__SOURCE PASSAGE__
* * * *
Architecture, Citizenship, Space: British Architecture from the 1920s to the 1970s
Oxford Brookes University, Headington Campus, Gipsy Lane, Oxford, June 15 – 16, 2017
How did individuals and groups concerned with architecture and the built environment respond to, and seek to shape, the challenges and
opportunities of twentieth-century life? Engaging with themes such as democracy, citizenship, leisure, culture and new subjectivities, and
showcasing scholars at the forefront of emerging methodological approaches to architectural history, this conference considers how key
aspects of British modernity informed architectural form and space between the 1920s and the 1970s.
The conference theme takes as its starting point the words of Jennie Lee, the newly appointed Minister for the Arts, who, in 1965, spoke of
her wish for a Britain that was ‘gayer and more cultivated.’ Lee’s comment accompanied a substantial increase in state funding for the
Arts, distributed via quangos such as the Arts Council and the Council for Industrial Design, and addressed a wider context in which certain
forms of cultural and recreational activities – and the architectural settings for them – were deemed to have particular value. The idea was
especially marked among the political left but represented a consensus: Labour’s 1959 manifesto was entitled Leisure for Living, while the
Conservatives that same year published The Challenge of Leisure. Such questions seemed particularly significant given the widespread belief
that technological developments would soon result in a shorter working week and an increase in leisure time. In these circumstances, communal
high-cultural, educational and sporting activities were possible counterweights to individualism, materialism, and (a perceived) malign
The mid-century concern with culture, leisure and new forms of space had its roots in nineteenth-century ideas of ‘improvement’,
particularly as re-worked and refined in the inter-war decades, and took place within a wider context in which certain approaches to design
and cultural production were favoured. We can thus distinguish a clear attempt to ‘re-form’ Britain in a new, modern (‘cultured’) image which
drew in part on apparently sophisticated European practice but which, as the Architectural Review’s ‘Townscape’ campaigns shows, also drew on
consciously ‘British,’ or at least ‘English’ precedents. There was, in effect, an expert-led, ‘technocratic’ approach to modernity, in which
the British would be steered in a particular direction through design, architecture and urbanism, and by a range of individuals and groups
including not only national and local authorities, but also voluntary organisations and societies. The city emerged as a particular site of
debate, with architect-planners creating lively images of a new communal urbanity in terms which paralleled the wider stress on
community and leisure. Not only would the result be a transformed citizenry, but also a new image of Britain. Furthermore, as exhibitions
such as ‘Britain Can Make It’ (1946) demonstrated, the agenda was also to ensure Britain’s prominence on the world stage.
* * * *
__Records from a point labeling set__
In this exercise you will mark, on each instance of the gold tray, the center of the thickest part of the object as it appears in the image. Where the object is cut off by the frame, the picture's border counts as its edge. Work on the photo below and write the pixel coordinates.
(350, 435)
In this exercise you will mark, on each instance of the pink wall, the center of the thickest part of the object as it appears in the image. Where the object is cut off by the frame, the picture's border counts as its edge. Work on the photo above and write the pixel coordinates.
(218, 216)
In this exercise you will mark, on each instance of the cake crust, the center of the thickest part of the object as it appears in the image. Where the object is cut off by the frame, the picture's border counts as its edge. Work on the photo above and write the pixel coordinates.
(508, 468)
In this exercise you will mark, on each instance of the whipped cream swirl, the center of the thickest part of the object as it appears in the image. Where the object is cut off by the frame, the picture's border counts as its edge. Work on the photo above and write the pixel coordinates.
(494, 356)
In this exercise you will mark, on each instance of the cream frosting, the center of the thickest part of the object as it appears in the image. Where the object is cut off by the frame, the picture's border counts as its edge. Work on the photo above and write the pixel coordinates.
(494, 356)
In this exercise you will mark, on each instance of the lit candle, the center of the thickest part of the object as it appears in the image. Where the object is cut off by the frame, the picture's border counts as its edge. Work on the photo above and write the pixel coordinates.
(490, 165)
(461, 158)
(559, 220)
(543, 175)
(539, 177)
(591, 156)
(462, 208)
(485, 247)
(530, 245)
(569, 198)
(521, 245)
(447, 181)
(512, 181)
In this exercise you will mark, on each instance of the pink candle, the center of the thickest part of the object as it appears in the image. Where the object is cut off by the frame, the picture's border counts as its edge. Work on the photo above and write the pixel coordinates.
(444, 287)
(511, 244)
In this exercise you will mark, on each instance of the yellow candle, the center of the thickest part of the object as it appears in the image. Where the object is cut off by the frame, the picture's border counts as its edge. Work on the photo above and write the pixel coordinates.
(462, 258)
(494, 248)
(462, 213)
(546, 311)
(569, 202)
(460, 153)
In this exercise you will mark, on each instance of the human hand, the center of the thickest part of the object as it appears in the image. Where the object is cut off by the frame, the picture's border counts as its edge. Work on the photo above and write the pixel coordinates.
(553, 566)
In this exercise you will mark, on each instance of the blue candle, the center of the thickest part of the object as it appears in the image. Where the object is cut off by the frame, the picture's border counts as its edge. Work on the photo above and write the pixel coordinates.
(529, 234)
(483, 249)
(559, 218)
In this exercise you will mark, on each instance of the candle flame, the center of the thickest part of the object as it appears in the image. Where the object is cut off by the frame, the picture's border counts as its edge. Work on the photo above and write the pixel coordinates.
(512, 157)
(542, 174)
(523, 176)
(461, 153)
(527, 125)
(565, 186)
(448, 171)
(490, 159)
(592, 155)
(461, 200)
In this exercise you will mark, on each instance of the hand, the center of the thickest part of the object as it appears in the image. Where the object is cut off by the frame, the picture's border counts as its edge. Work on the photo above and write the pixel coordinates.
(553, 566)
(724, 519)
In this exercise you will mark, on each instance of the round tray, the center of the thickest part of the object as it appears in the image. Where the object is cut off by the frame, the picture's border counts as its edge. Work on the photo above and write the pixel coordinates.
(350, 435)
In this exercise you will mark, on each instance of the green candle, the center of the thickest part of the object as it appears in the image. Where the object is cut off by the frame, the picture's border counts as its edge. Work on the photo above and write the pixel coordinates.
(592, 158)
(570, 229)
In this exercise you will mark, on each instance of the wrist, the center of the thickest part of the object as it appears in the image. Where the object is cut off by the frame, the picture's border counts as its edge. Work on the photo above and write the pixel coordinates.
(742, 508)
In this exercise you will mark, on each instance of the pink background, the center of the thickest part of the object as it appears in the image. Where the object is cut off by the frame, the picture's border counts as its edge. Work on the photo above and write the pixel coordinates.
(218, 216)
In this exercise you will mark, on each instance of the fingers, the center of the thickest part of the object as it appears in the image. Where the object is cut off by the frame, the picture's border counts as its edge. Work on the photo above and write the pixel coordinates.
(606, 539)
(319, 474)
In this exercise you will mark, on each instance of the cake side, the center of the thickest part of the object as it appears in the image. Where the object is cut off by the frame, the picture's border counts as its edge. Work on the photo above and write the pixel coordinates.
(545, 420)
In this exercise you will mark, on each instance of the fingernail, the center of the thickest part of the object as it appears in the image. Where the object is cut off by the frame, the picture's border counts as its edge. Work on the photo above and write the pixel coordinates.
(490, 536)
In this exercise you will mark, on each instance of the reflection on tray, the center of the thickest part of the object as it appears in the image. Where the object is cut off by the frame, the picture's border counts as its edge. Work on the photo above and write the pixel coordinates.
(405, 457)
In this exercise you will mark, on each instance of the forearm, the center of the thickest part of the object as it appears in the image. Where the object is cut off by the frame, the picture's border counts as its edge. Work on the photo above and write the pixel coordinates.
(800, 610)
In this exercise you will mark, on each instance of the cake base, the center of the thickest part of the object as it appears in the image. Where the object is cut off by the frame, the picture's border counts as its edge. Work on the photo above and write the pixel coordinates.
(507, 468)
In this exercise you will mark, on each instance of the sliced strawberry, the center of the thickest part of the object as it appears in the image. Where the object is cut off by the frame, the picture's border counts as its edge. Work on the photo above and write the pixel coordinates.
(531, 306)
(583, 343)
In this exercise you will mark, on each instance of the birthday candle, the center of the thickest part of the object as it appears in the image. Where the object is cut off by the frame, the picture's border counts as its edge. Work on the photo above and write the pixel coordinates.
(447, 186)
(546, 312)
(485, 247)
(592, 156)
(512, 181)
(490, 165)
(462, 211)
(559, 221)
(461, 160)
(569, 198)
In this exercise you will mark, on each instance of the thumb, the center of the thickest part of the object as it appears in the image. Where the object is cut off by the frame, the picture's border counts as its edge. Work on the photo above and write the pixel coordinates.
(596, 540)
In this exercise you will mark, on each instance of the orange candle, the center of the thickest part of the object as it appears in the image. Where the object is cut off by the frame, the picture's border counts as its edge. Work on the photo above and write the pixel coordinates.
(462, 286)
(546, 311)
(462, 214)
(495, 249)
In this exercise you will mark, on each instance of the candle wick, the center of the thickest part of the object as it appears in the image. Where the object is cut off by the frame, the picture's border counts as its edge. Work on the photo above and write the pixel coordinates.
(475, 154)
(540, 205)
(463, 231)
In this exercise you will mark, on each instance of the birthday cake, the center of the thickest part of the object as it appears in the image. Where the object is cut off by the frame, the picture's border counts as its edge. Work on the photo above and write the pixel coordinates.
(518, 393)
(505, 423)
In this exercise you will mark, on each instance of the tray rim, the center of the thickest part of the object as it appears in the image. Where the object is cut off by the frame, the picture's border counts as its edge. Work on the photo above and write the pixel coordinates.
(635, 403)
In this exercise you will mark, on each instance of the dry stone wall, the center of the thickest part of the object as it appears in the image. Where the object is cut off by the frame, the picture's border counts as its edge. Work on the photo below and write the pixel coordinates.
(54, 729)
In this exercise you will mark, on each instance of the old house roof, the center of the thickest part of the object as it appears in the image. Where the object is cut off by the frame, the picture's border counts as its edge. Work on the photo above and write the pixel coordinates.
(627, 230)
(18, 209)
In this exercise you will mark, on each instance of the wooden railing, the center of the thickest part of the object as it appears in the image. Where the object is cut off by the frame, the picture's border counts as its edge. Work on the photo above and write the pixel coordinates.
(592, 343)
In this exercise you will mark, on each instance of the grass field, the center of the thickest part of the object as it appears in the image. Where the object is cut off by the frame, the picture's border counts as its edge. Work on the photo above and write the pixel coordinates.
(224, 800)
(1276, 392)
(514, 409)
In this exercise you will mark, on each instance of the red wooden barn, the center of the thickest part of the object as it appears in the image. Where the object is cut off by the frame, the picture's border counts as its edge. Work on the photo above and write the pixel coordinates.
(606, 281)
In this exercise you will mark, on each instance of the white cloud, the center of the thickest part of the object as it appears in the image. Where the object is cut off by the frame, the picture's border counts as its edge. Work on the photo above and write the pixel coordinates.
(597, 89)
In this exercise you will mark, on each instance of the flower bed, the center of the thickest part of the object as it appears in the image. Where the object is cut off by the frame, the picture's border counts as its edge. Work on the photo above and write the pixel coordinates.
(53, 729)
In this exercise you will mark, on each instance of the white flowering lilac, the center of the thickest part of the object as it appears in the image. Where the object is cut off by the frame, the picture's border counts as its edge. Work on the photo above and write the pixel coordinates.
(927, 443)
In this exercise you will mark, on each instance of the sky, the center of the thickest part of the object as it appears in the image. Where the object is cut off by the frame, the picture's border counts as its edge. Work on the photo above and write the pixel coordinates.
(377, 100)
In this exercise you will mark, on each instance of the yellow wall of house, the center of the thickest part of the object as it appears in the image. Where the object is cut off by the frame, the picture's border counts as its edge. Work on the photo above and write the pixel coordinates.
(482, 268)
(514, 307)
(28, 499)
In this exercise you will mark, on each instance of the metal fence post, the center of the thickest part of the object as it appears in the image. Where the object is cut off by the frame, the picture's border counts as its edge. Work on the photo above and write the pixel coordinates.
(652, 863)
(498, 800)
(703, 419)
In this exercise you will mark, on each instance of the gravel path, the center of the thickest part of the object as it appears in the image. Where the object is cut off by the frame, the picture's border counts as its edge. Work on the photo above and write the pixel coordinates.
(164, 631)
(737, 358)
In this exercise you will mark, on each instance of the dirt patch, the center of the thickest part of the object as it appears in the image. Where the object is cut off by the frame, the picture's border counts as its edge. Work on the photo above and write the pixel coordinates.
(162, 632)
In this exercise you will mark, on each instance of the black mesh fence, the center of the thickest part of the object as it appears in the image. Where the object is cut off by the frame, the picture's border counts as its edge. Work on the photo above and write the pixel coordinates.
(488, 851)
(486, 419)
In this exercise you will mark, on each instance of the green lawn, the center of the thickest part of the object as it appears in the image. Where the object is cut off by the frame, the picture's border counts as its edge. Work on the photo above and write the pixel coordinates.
* * * *
__WHAT IS EXPECTED__
According to the conference description, why did questions about leisure seem particularly significant at the time? Answer in one to three sentences. The data is separate material and is unrelated to the conference description.

__SOLUTION TO THE EXERCISE__
Questions about leisure seemed particularly significant because of a widespread belief that technological developments would soon bring a shorter working week and an increase in leisure time.